* [OBJECTIVE] Starting from the first line of the data and ending with the line that contains "pixel 465 294", present those lines as a numbered list, leaving out any blank lines.

* [RECORDS TO USE]
════════════════
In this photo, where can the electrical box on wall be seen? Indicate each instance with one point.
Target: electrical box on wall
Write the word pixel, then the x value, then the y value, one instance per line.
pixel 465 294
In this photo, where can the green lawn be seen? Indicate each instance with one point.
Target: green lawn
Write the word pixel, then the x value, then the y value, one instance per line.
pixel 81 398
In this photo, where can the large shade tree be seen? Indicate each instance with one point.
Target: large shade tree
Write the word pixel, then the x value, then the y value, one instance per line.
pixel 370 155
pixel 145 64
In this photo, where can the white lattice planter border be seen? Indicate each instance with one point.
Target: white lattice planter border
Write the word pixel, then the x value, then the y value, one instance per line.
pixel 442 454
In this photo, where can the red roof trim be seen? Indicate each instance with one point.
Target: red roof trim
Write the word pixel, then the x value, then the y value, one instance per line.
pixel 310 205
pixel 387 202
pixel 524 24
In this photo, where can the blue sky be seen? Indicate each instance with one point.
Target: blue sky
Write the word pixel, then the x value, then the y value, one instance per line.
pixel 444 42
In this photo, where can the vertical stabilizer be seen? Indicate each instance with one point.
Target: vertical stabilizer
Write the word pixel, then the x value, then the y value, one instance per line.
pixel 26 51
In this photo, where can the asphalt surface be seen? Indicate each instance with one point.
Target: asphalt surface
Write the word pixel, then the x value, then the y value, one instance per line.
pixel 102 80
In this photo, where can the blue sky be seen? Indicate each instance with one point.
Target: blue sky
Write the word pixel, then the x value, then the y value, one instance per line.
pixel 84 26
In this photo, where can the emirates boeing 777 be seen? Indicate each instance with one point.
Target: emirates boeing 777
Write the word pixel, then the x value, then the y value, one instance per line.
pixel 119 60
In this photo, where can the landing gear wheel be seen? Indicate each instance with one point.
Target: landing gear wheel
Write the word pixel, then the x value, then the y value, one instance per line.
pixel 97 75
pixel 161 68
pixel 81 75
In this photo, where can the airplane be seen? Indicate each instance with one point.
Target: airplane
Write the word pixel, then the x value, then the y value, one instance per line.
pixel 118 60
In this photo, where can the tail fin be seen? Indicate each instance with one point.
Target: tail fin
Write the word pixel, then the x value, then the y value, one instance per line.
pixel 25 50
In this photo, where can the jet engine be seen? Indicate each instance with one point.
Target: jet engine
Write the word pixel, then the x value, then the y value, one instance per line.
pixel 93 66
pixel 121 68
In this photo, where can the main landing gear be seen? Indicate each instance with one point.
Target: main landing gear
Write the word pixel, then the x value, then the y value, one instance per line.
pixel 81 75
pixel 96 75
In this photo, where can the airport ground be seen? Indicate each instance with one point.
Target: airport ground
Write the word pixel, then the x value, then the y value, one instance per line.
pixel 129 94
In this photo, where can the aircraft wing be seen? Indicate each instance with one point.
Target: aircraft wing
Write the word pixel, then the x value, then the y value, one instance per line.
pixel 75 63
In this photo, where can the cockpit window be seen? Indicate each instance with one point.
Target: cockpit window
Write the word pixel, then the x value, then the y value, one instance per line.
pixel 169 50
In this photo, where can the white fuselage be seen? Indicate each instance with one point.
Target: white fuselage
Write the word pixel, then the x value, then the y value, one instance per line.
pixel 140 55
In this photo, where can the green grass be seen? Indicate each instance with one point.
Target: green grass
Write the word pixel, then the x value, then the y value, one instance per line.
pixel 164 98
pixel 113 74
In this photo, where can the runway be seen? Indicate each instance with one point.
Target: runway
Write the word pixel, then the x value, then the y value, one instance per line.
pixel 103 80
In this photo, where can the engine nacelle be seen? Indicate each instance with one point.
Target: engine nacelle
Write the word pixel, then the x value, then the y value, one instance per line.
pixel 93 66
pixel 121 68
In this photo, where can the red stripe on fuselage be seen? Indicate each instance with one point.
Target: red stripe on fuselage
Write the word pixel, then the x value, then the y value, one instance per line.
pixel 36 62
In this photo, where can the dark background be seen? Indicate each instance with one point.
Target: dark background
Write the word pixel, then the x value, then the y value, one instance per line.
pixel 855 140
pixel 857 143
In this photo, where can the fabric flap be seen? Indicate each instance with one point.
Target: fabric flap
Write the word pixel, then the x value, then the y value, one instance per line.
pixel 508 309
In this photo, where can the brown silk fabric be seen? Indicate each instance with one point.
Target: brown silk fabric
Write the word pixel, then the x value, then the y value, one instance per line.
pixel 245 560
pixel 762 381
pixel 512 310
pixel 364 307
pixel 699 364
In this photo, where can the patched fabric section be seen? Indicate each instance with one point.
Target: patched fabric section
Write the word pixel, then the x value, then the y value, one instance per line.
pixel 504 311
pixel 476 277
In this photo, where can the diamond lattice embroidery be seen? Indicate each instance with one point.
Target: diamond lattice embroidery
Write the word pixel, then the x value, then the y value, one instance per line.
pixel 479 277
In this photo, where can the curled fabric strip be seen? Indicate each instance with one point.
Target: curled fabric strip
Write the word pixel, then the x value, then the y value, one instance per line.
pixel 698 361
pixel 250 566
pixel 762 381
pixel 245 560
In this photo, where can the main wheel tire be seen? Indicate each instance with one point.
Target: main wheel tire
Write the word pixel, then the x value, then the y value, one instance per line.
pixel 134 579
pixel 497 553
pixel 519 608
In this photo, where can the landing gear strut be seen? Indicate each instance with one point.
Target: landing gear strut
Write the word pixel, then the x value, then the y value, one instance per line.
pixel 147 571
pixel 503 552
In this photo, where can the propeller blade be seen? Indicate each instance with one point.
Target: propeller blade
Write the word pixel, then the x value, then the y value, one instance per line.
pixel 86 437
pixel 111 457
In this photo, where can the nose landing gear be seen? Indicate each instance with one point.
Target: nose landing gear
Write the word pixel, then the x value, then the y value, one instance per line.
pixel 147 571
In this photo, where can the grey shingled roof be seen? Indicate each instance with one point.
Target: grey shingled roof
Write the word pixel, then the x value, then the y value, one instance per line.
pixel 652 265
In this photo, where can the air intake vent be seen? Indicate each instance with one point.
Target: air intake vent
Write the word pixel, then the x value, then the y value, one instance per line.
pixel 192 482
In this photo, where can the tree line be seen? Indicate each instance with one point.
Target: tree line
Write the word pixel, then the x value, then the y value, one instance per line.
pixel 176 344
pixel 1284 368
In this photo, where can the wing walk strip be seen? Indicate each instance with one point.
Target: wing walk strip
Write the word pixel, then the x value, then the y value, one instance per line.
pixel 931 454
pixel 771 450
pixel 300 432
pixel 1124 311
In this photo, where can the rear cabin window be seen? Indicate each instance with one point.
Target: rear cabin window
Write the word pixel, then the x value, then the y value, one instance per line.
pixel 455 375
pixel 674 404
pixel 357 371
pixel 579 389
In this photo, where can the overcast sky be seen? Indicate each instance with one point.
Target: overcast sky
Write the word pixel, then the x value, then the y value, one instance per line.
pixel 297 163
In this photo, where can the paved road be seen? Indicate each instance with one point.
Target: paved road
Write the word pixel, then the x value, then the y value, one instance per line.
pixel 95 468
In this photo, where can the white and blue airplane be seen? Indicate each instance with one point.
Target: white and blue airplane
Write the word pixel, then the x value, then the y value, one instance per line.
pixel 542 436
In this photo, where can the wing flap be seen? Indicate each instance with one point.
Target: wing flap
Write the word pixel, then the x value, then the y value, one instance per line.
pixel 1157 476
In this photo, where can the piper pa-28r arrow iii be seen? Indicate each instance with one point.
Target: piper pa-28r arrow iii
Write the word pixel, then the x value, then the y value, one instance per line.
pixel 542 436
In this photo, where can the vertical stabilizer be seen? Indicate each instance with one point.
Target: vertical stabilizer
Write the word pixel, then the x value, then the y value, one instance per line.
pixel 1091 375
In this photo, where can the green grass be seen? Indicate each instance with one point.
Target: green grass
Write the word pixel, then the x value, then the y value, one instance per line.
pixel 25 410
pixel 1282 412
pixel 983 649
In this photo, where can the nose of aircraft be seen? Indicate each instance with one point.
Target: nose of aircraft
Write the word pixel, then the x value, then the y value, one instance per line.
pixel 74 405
════════════════
* [THE COMPLETED TASK]
1. In this photo, where can the electrical box on wall be seen? Indicate each instance with one point.
2. Target: electrical box on wall
3. Write the word pixel, then the x value, then the y value, one instance per line.
4. pixel 465 294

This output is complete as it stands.